> _Objective_
Give back only the lines starting with the one that contains "For the pointing benchmark, tag every instance of the dog white" and going on through the one that contains "Query: dog white blaze", with "white blaze" changed to "black patch" and nothing else altered.

========

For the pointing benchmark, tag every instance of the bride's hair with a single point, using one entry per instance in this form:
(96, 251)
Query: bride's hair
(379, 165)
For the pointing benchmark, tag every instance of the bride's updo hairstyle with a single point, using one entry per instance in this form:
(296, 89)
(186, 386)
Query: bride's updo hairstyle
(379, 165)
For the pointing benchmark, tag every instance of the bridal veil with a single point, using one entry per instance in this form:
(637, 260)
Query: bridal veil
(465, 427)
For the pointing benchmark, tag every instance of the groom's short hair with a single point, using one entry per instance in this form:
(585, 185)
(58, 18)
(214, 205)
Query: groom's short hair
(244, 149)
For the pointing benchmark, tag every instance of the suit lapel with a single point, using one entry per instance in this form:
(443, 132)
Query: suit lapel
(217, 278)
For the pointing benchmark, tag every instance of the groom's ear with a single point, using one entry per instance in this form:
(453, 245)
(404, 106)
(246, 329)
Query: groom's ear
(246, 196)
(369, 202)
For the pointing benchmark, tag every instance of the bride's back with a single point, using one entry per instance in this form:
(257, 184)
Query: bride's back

========

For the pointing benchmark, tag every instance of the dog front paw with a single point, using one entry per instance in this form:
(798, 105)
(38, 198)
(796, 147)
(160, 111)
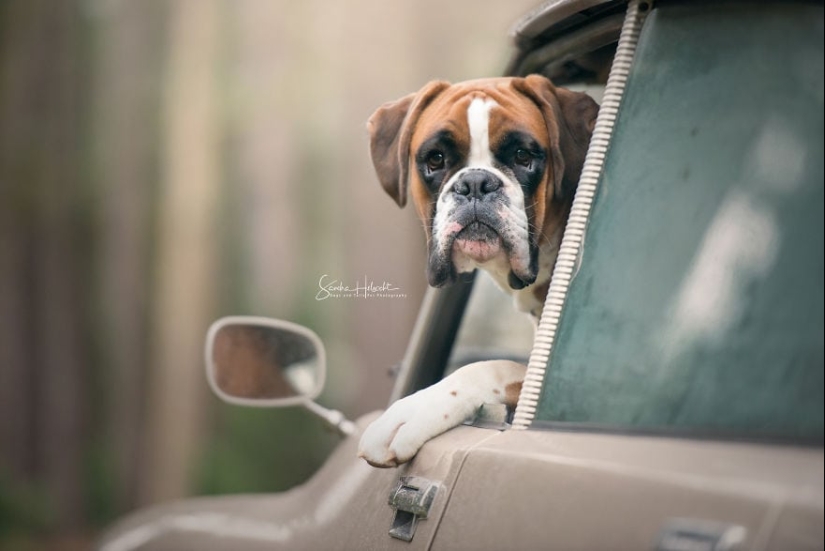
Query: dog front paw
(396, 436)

========

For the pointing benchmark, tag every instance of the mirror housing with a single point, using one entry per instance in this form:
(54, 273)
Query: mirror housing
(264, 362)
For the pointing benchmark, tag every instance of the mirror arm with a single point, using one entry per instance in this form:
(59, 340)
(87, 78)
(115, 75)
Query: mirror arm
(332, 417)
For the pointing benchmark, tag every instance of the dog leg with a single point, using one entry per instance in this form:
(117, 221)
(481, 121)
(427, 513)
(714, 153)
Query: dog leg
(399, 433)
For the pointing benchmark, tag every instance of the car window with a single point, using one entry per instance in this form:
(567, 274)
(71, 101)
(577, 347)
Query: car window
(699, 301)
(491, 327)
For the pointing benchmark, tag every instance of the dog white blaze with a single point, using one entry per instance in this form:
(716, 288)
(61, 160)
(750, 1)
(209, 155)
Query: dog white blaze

========

> _Answer to this task_
For the pointing benchmark, tag every instance of the dog black patch with a single point, using one entry per instance in this form:
(716, 288)
(61, 160)
(750, 1)
(209, 155)
Query: dog black patch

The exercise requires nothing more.